## Begin Excerpted text

# Seafood Minestrone



## Zereh (Feb 9, 2005)

Good stuff, this:

3/4 c small shell pasta
1 T olive oil
1 small onion, chopped finely
2 leeks, corsely chopped
1 rib celery, finely chopped
2 cloves garlic, minced
14.5-oz can diced tomatoes
2 T tomato pste
14.5-oz can chicken broth (I use vegetable)
1 1/2 c water
2 T finely chopped fresh basil (or 2 t dried)
1 t dried oregano, crushed
16-oz can white bean, rinsed and drained
1/2-lb medium shrimp
1/2-lb bay scallops
1/4 c finely chopped fresh prasley
1/4 t salt
1/4 t pepper
1 T lemon juice

Cook pasta according to directions. Drain and set aside.

In a large pot, heat the olive oil over medium heat. Add the onion, leeks, celery and garic. Saute 10 minutes. Add a tablespoon of water as the vegetables begin to stick to the bottom of the pan.

Add the tomatoes, tomato paste, broth and water, 1 T of the fresh basil or all of the dried and the oregano. Bring to a boil, reduce heat and simmer 15 minutes.

Add the pasta and white beans; simmer 5 minutes.

Add the prawns and scallops, simmer 5 minutes.

Stir in the remaining tablespoon of fresh basil, parsley, salt & pepper and lemon juice. Serve.


Z


----------



## lyndalou (Feb 10, 2005)

Wow! This looks wonderful. DH will love it. Thanks so much.


----------

## End Excerpted text
## Begin Dataset excerpts

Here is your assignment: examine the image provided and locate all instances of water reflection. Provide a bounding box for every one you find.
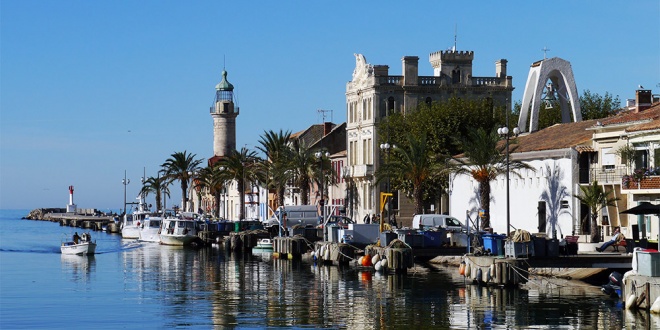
[60,254,96,282]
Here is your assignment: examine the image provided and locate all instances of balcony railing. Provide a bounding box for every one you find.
[580,166,660,190]
[580,165,629,184]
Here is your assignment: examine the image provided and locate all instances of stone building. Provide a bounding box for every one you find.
[344,50,513,225]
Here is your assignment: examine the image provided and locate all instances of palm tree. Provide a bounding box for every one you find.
[161,151,202,210]
[376,133,444,214]
[573,180,619,243]
[198,163,228,217]
[257,130,292,206]
[219,147,260,220]
[450,128,532,228]
[140,175,170,211]
[291,140,316,205]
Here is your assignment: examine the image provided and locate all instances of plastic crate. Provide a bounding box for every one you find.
[504,241,534,258]
[636,251,660,277]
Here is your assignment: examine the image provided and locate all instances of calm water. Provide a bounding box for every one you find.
[0,210,660,329]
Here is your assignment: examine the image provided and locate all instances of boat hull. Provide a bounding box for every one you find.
[60,242,96,255]
[160,234,197,246]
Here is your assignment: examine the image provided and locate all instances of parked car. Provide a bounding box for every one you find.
[412,214,467,232]
[318,215,355,229]
[263,205,321,228]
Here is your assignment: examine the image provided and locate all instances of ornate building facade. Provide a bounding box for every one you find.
[344,50,513,225]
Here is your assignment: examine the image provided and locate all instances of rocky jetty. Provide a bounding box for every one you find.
[23,208,66,220]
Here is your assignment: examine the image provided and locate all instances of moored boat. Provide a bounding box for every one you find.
[138,216,163,243]
[121,194,152,239]
[256,238,273,250]
[160,212,197,245]
[60,233,96,255]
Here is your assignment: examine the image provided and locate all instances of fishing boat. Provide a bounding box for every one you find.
[121,194,152,239]
[138,215,163,243]
[60,233,96,255]
[160,212,199,245]
[256,238,273,250]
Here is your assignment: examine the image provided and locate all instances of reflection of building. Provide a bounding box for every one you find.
[346,50,513,225]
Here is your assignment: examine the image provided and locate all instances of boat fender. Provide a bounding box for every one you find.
[626,293,637,309]
[651,297,660,314]
[371,254,380,265]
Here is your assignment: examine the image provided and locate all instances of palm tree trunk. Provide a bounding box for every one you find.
[591,212,600,243]
[479,181,490,230]
[413,187,424,214]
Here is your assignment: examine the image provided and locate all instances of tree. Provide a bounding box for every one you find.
[219,147,260,220]
[140,175,170,211]
[198,163,229,217]
[257,130,293,209]
[376,134,443,214]
[580,89,621,120]
[378,98,502,211]
[450,128,531,228]
[161,150,202,210]
[574,180,619,243]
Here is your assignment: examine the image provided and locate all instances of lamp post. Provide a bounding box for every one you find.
[380,142,395,221]
[121,170,131,215]
[497,124,520,237]
[314,151,330,228]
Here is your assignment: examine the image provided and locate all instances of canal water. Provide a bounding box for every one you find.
[0,210,660,329]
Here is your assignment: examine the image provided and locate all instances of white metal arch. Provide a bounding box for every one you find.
[518,57,582,132]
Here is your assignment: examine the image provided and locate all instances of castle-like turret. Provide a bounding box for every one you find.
[211,70,239,157]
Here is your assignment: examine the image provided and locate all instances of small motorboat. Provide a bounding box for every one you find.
[60,233,96,255]
[257,238,273,249]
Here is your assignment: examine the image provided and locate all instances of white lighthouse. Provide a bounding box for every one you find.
[66,186,76,213]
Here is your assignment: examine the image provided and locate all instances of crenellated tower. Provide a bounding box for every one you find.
[211,70,239,157]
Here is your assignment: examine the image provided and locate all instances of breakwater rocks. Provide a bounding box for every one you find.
[23,208,66,221]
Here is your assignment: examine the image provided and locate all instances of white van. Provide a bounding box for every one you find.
[412,214,465,232]
[263,205,321,228]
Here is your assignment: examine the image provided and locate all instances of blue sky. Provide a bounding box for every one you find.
[0,0,660,210]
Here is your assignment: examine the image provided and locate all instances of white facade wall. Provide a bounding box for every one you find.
[450,155,579,237]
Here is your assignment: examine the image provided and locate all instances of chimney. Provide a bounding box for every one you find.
[495,59,508,78]
[323,121,333,136]
[635,89,653,112]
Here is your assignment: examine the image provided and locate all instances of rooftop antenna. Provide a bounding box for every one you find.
[541,47,550,60]
[316,109,332,123]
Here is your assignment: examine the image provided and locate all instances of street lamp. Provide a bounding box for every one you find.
[314,151,330,223]
[121,170,131,214]
[380,142,395,226]
[497,124,520,237]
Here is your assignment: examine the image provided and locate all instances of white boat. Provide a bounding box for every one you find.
[60,233,96,255]
[257,238,273,249]
[138,216,163,243]
[160,212,198,245]
[121,194,152,239]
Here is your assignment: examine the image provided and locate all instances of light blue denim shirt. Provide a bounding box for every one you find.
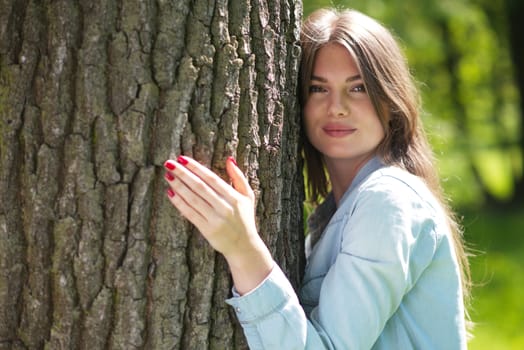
[227,158,466,350]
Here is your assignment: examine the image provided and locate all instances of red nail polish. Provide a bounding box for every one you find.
[164,161,176,170]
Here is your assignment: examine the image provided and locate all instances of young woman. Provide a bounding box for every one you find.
[165,10,468,349]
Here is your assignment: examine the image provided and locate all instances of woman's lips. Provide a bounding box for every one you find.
[322,124,357,137]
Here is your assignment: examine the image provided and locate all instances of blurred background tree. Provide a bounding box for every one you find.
[304,0,524,350]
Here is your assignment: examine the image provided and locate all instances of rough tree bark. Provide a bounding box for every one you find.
[0,0,303,350]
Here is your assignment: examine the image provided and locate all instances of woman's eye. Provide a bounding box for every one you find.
[309,85,326,94]
[351,84,366,92]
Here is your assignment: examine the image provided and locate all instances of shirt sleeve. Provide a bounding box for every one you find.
[228,179,436,349]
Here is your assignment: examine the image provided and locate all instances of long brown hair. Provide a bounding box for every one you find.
[299,9,471,322]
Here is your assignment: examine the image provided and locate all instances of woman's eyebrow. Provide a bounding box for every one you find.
[311,74,362,83]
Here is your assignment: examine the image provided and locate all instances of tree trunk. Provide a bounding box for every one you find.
[0,0,303,350]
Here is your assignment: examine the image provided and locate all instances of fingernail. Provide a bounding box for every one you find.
[176,156,189,165]
[164,160,176,170]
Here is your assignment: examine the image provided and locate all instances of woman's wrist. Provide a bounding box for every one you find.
[225,238,274,295]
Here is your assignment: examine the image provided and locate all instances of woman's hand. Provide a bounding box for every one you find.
[164,156,273,294]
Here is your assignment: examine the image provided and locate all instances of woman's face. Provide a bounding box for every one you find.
[304,43,384,166]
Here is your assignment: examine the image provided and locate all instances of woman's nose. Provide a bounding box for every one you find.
[329,93,349,118]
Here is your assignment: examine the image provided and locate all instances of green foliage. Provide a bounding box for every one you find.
[464,210,524,350]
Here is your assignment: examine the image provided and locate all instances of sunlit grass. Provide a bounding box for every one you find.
[464,209,524,350]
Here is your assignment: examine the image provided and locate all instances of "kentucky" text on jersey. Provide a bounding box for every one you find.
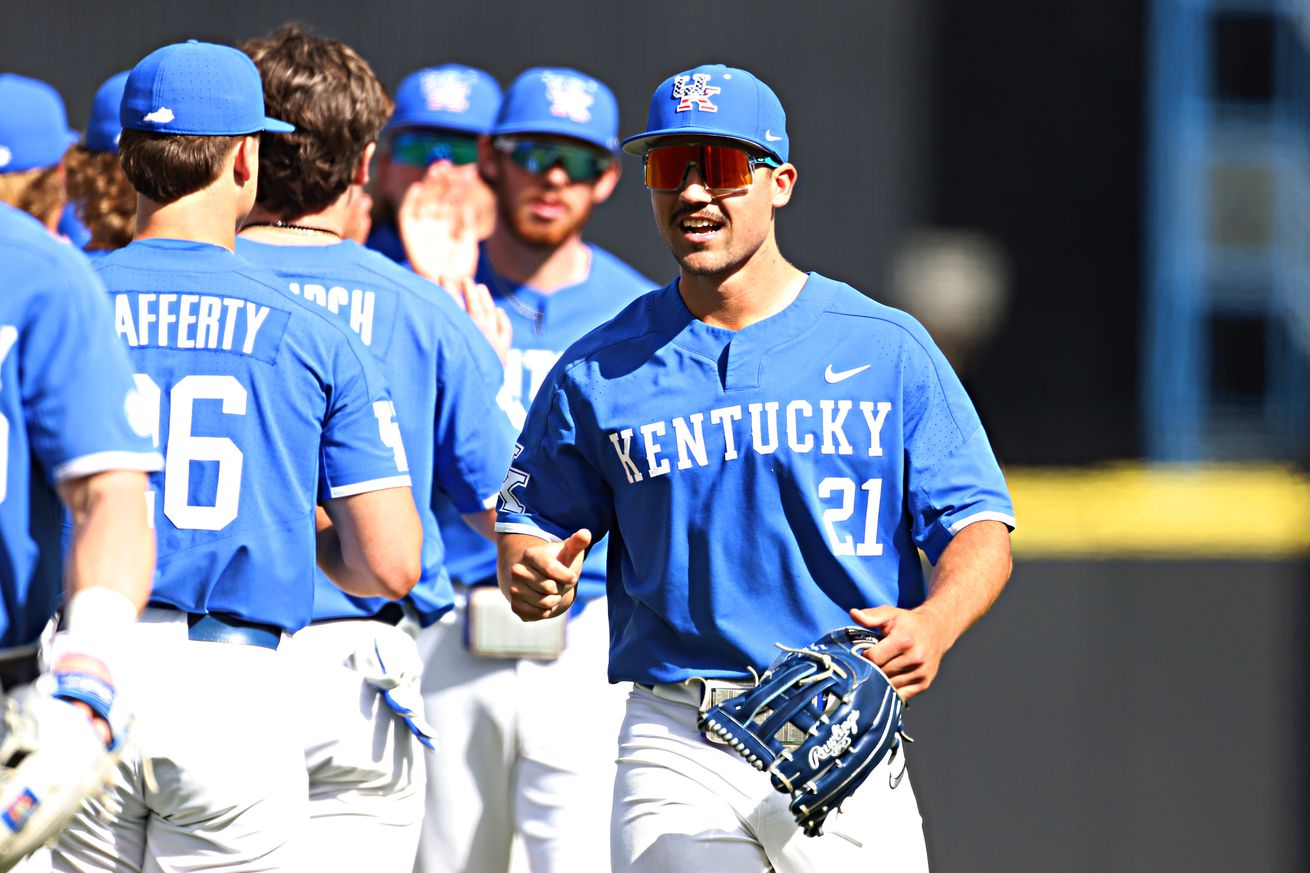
[609,400,892,484]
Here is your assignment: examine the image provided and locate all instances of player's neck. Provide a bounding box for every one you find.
[483,222,591,294]
[241,196,351,245]
[677,236,806,330]
[135,186,241,252]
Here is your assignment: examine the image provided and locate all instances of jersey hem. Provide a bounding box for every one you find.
[54,452,164,482]
[495,522,563,543]
[946,511,1015,536]
[328,476,411,498]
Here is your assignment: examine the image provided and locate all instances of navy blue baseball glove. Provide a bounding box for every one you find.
[700,628,904,836]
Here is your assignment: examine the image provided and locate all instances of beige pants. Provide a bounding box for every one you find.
[610,686,927,873]
[415,599,626,873]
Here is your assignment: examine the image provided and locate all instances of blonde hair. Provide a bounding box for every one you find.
[67,146,136,249]
[0,164,67,224]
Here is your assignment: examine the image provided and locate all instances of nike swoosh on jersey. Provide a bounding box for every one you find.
[823,364,872,383]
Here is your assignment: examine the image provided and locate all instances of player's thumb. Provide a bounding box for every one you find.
[555,528,591,570]
[850,607,897,631]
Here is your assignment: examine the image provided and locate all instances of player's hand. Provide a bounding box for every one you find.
[451,278,514,364]
[850,606,954,700]
[396,161,479,288]
[50,651,117,748]
[498,528,591,621]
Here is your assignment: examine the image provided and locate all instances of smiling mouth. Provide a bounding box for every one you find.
[677,216,723,243]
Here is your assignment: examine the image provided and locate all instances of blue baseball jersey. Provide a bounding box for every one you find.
[237,234,517,625]
[496,274,1014,683]
[0,203,162,649]
[441,245,656,600]
[96,240,410,631]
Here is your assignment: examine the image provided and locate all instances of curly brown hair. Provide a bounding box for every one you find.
[118,128,245,206]
[67,146,136,249]
[241,24,392,220]
[0,164,68,224]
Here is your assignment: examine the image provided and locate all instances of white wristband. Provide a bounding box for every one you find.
[64,585,136,638]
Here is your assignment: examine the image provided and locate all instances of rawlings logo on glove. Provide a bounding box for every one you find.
[700,628,908,836]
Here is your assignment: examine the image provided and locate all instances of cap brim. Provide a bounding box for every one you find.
[624,127,782,161]
[491,119,617,153]
[263,115,296,134]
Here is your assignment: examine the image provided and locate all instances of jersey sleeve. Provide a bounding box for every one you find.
[904,325,1015,564]
[320,322,410,498]
[495,364,614,543]
[24,252,164,484]
[434,313,516,513]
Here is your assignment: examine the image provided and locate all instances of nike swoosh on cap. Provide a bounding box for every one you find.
[823,364,872,383]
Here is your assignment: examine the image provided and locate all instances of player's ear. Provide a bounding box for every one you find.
[232,134,259,186]
[350,140,377,187]
[591,157,624,206]
[478,136,500,185]
[769,164,796,208]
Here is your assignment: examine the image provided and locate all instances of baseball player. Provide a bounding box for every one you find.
[0,73,162,869]
[55,41,422,870]
[237,26,515,873]
[496,66,1014,872]
[67,72,136,258]
[368,64,500,267]
[419,68,654,873]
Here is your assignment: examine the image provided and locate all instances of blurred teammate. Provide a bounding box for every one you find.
[496,66,1014,873]
[368,64,500,267]
[67,72,136,257]
[0,73,162,869]
[55,41,421,870]
[419,68,651,873]
[237,26,514,873]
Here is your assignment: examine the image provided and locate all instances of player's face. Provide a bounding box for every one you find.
[377,127,491,214]
[478,135,618,249]
[651,140,795,277]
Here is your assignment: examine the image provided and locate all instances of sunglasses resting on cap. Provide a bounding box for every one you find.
[392,130,478,166]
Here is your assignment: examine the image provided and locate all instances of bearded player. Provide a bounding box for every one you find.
[406,68,652,873]
[55,41,422,870]
[237,26,514,873]
[496,66,1014,872]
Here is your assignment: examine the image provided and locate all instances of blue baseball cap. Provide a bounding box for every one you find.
[83,71,127,152]
[386,64,500,134]
[118,39,296,136]
[624,64,790,163]
[0,73,77,173]
[491,67,618,152]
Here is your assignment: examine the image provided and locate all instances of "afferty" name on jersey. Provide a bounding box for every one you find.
[609,400,892,484]
[114,291,271,355]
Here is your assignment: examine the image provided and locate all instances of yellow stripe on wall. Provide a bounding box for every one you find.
[1006,464,1310,558]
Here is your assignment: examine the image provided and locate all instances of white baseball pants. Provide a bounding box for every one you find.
[415,599,626,873]
[288,620,426,873]
[610,686,927,873]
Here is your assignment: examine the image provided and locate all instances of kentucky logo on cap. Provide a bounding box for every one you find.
[541,72,596,125]
[673,73,723,113]
[419,69,474,113]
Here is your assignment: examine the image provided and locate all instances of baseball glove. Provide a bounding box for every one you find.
[700,628,908,836]
[0,654,128,870]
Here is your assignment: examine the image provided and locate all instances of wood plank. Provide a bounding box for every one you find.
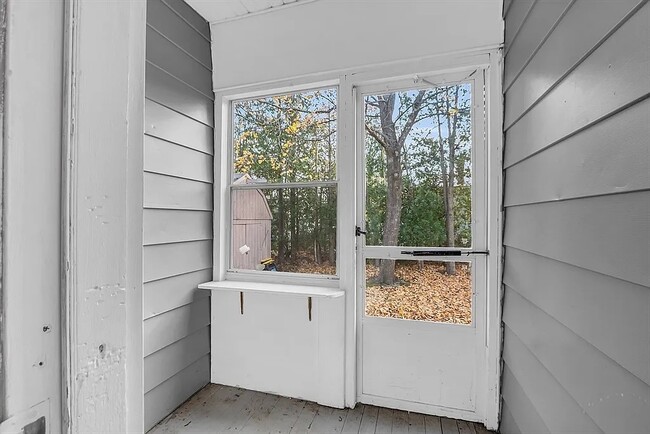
[158,0,210,41]
[503,0,572,89]
[505,4,650,167]
[258,397,305,434]
[375,407,393,434]
[408,412,426,434]
[473,422,493,434]
[308,406,346,433]
[341,403,365,434]
[393,410,409,433]
[290,402,318,434]
[504,191,650,286]
[456,420,476,434]
[147,0,212,68]
[144,267,212,319]
[144,173,212,211]
[147,28,214,99]
[503,322,600,432]
[503,291,650,432]
[144,241,212,283]
[239,393,280,433]
[144,99,214,155]
[144,300,210,356]
[505,98,650,206]
[424,414,442,434]
[499,401,521,434]
[144,327,210,393]
[440,417,459,434]
[502,365,551,434]
[143,209,212,246]
[504,0,639,127]
[144,62,214,127]
[144,355,210,431]
[359,405,379,434]
[503,248,650,384]
[504,0,536,49]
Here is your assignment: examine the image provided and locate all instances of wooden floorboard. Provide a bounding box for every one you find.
[149,384,491,434]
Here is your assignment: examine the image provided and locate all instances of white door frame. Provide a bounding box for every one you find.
[209,47,503,429]
[339,50,503,429]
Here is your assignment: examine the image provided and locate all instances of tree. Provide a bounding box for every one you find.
[365,90,425,285]
[365,84,471,284]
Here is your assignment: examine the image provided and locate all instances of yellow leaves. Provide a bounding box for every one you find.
[284,121,300,135]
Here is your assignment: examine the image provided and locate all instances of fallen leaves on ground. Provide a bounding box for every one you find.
[366,261,472,324]
[280,255,472,324]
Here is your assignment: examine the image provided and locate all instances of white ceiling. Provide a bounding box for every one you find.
[185,0,313,23]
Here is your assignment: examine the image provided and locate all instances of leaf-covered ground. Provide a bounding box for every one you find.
[280,256,472,324]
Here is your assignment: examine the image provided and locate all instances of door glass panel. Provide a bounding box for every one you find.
[365,259,473,325]
[364,83,472,247]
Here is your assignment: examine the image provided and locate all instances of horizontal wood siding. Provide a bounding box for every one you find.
[143,0,214,429]
[500,0,650,434]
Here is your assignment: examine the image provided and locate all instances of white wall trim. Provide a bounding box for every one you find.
[61,0,146,433]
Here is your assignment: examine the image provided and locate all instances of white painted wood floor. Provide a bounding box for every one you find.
[149,384,490,434]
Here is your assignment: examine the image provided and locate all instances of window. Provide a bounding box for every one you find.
[230,89,337,276]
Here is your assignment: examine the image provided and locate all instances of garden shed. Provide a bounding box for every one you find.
[231,174,272,270]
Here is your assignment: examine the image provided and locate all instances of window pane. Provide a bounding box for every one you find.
[365,83,472,247]
[231,187,336,275]
[365,259,472,324]
[232,89,336,183]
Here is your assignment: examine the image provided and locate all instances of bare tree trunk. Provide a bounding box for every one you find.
[276,189,287,263]
[437,97,456,275]
[289,188,300,259]
[379,149,402,285]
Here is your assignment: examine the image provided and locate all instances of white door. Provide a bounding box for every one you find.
[355,70,487,420]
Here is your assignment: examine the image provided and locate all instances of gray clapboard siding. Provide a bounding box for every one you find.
[503,287,650,433]
[505,99,650,206]
[503,248,650,384]
[144,268,212,319]
[147,0,212,68]
[163,0,210,38]
[504,191,650,286]
[501,365,551,434]
[144,63,214,127]
[503,326,602,433]
[144,299,210,356]
[144,100,214,155]
[144,209,212,246]
[144,136,214,183]
[505,4,650,167]
[147,26,214,98]
[500,0,650,434]
[499,401,521,434]
[504,0,645,129]
[143,0,214,429]
[144,355,210,430]
[144,173,212,211]
[144,327,210,393]
[144,240,212,282]
[504,0,573,88]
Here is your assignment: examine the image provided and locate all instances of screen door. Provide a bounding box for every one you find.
[355,70,487,418]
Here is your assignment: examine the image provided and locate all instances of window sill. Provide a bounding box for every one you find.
[199,280,345,298]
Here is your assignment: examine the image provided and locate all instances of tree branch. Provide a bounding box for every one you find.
[365,124,388,150]
[397,90,426,149]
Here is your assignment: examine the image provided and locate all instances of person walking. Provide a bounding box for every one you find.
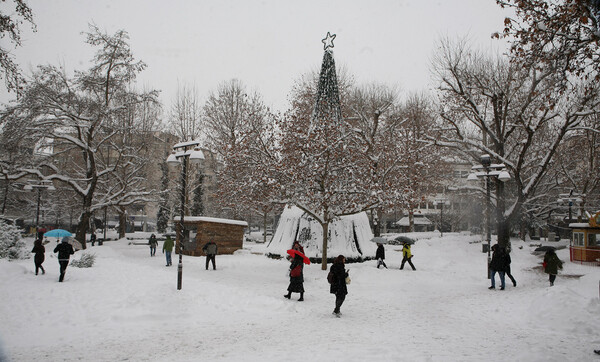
[163,235,174,266]
[54,237,75,282]
[488,244,506,290]
[327,255,348,318]
[202,241,217,270]
[375,243,387,269]
[400,243,417,270]
[543,248,562,286]
[505,249,517,287]
[148,234,158,256]
[284,242,304,302]
[31,238,46,275]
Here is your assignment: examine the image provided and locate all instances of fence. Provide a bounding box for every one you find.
[569,246,600,266]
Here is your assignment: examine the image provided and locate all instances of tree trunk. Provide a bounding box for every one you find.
[495,180,510,249]
[321,222,329,270]
[119,209,127,239]
[75,211,92,250]
[2,177,10,215]
[263,212,267,243]
[371,210,381,236]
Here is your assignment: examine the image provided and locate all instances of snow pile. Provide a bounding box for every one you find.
[0,233,600,362]
[267,206,377,259]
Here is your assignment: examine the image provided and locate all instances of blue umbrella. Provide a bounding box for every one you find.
[44,229,73,238]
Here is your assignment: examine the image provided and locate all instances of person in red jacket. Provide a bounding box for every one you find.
[284,241,304,302]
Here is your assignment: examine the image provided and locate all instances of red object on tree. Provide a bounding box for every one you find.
[288,249,310,264]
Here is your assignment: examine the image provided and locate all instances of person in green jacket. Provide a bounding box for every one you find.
[163,236,174,266]
[543,249,562,286]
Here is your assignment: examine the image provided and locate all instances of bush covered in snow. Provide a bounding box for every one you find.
[0,220,29,260]
[71,253,96,268]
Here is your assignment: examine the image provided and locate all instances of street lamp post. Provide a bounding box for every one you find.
[167,141,204,290]
[557,190,585,223]
[433,196,448,237]
[23,180,56,237]
[467,154,510,279]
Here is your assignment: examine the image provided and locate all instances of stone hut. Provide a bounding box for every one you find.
[174,216,248,256]
[569,212,600,265]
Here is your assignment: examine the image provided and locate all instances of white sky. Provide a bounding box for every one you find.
[0,0,505,111]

## End Dataset excerpts

- _Written request 1_
In the seafood minestrone thread, what is the reason for adding a tablespoon of water while the vegetables sauté? Answer in one to three sentences.
- _Written request 2_
Say whether each statement agrees with the seafood minestrone thread, answering yes or no and quoting the deciding words: (a) The pasta is cooked in the soup pot along with the vegetables. (b) The shrimp and scallops simmer for 5 minutes. (c) All of the fresh basil goes in together with the tomatoes.

- _Correct result 1_
The water is added as the vegetables start sticking to the bottom of the pan during the 10-minute sauté over medium heat.

- _Correct result 2_
(a) No: "Cook pasta according to directions. Drain and set aside."
(b) Yes: "Add the prawns and scallops, simmer 5 minutes."
(c) No: "1 T of the fresh basil or all of the dried"